Tugas Anda
Tuliskan lanjutan berita tentang syarat dukungan 15 persen pemilih bagi calon perseorangan dalam pilkada, dimulai setelah kalimat terakhirnya.

Saturday, August 04, 2007

Perseorangan: Calon Harus Didukung 15 Persen Pemilih

KOMPAS - Sabtu, 04 Agustus 2007

Jakarta, Kompas - Menteri Hukum dan Hak Asasi Manusia Andi Mattalatta menyatakan, calon perseorangan dalam pemilihan kepala daerah atau pilkada seharusnya diperlakukan sama dengan calon dari partai politik. Karena itu, calon perseorangan juga harus didukung 15 persen dari jumlah pemilih.
Menurut Andi, Jumat (3/8) di Jakarta, persyaratan dukungan 15 persen dari jumlah pemilih itu belum tentu diatur dalam revisi Undang-Undang (UU) Nomor 32 Tahun 2004 tentang Pemerintahan Daerah. Meski Dephuk dan HAM menjadi pusat hukum, pemerintah menanti usulan DPR yang berinisiatif merevisi UU itu.
"Dephuk dan HAM mempersiapkan daftar inventarisasi masalah. Saya belum tahu apa yang diusulkan DPR. Namun, seharusnya ada persamaan di depan hukum. Calon independen harus dicalonkan rakyat dan bukan cari tanda tangan rakyat," katanya.
Saat ditanyakan apakah usulan persyaratannya itu tidak mempersulit calon perseorangan, Andi menjawab, "Memang melahirkan seorang pemimpin memerlukan syarat yang kuat. Jangan menggadaikan kepentingan rakyat."
Pengamat politik dari Universitas Indonesia, Arbi Sanit, mendukung apabila syarat calon perseorangan sama dengan syarat calon dari partai. Ia percaya calon perseorangan dapat memperoleh dukungan hingga 15 persen dari jumlah pemilih.
Arbi juga mengingatkan, calon perseorangan harus beda dengan calon dari partai. Misalnya, calon perseorangan harus lima tahun sudah mundur dari partai.

Data yang Diberikan
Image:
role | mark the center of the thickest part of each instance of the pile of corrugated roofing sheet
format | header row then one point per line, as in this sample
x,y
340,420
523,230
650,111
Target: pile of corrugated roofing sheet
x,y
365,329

---

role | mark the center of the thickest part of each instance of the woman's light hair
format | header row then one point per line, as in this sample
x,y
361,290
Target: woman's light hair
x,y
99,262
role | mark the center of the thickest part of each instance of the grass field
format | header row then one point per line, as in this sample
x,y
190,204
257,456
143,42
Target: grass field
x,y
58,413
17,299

...

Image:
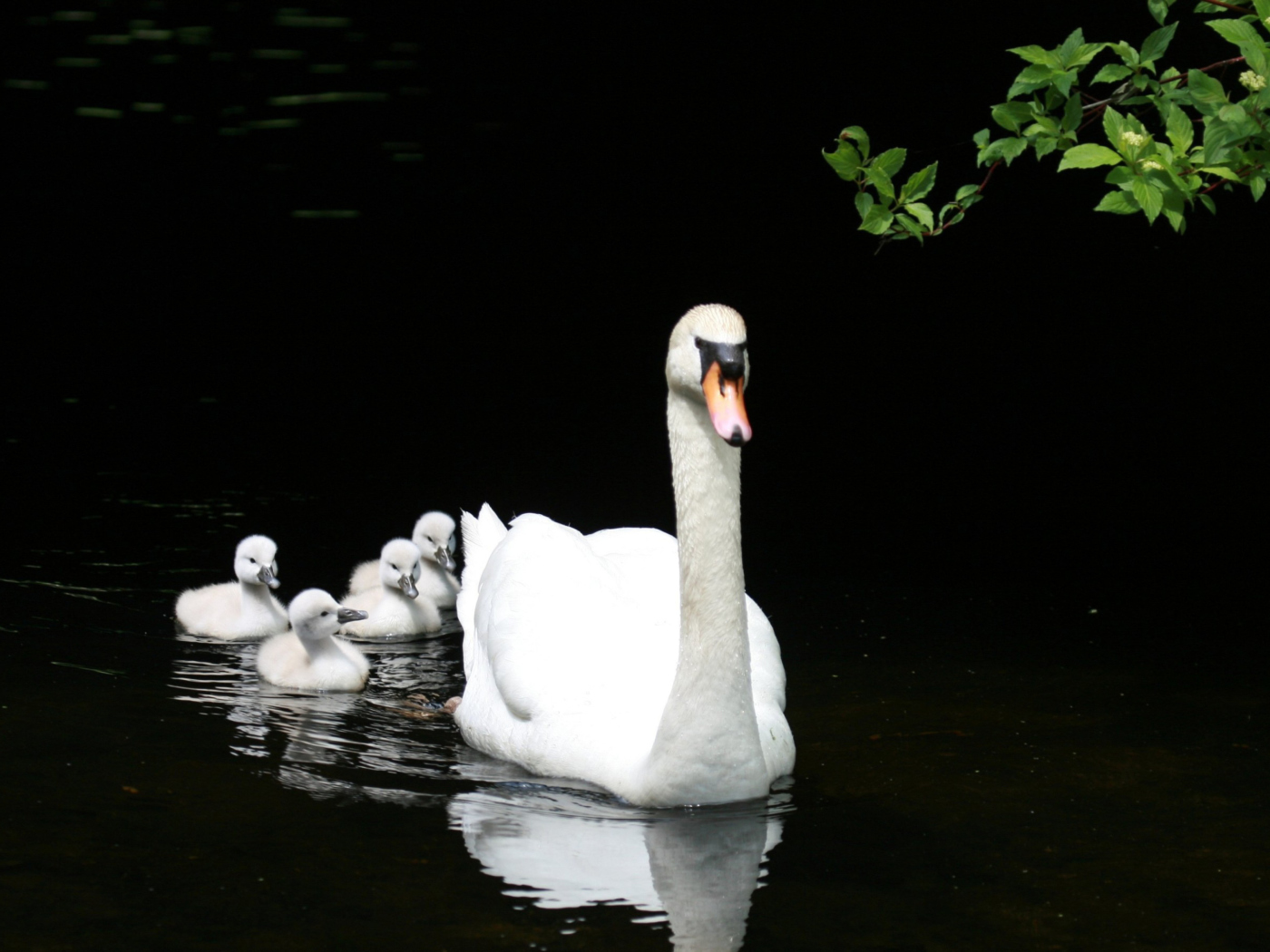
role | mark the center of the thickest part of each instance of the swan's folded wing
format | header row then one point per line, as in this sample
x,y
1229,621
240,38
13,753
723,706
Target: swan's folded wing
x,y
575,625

Hasil Latihan
Tak takut digugat
Di Jakarta, Jumat, Wakil Presiden M Jusuf Kalla menegaskan, pemerintah tak takut digugat pihak yang merasa dirugikan karena dalam waktu dekat belum bisa mengatur calon perseorangan pilkada, sesuai putusan Mahkamah Konstitusi (MK).
Menurut Wapres, siapa yang dapat digugat, karena belum diaturnya pencalonan perseorangan dalam pilkada, tidaklah jelas. Siapa yang berhak menggugat juga tidak jelas. "Jika belum ada ketentuan hukumnya, apa landasannya?" ujar Kalla.
Seperti diberitakan sebelumnya, anggota Dewan Perwakilan Daerah (DPD) asal DKI Jakarta, Sarwono Kusumaatmadja dan Biem Benyamin, Kamis, mendaftarkan gugatan terhadap Komisi Pemilihan Umum (KPU) DKI Jakarta di Pengadilan Negeri Jakarta Pusat. Mereka, bersama dua penggugat lainnya, minta pengadilan memutuskan KPU Jakarta menghentikan proses pilkada karena belum memberi kesempatan kepada calon perseorangan sesuai putusan MK (Kompas, 3/8).
Menurut Kalla, calon perseorangan belum tentu ada dalam pilkada yang akan digelar di sejumlah daerah dalam waktu dekat ini. Semuanya harus diatur dalam dalam UU atau revisi terhadap UU No 32/2004.
Jika belum ada aturannya, lanjut Wapres, tetapi ada yang memaksakan calon perseorangan dalam sebuah pilkada, negara dan sistem demokrasi bisa kacau balau. "Kita tunggu pembahasan pemerintah dan DPR," katanya.
Cukup tiga bulan
Di Denpasar, Bali, guru besar hukum tata negara Universitas Udayana, Yohanes Usfunan, menilai, merevisi secara terbatas UU No 32/2004 adalah rujukan paling sesuai untuk menampung persyaratan calon perseorangan dalam pilkada. Namun, pembahasannya harus dengan batas waktu tidak lebih dari tiga bulan. Ini bisa terlaksana jika ada itikad baik dari pemerintah dan DPR.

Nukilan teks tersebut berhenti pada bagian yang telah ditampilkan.